(Entries on finding named things)
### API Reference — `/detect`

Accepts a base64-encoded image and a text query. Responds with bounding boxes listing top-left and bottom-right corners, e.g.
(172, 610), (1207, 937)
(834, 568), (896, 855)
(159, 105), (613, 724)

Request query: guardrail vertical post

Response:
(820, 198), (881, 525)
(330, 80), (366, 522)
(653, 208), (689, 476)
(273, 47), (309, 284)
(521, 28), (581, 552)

▸ **The problem**: Copy the material word for word, starting at its very first line and ending with the line that contains "Request query: guardrail vertical post", including both.

▸ **Correct output**:
### API Reference — `/detect`

Accepts a base64-encoded image and a text query. Responds with bounding boxes listing top-left and bottom-right corners, e.g.
(172, 610), (1207, 937)
(834, 568), (896, 855)
(159, 105), (613, 724)

Request query: guardrail vertical post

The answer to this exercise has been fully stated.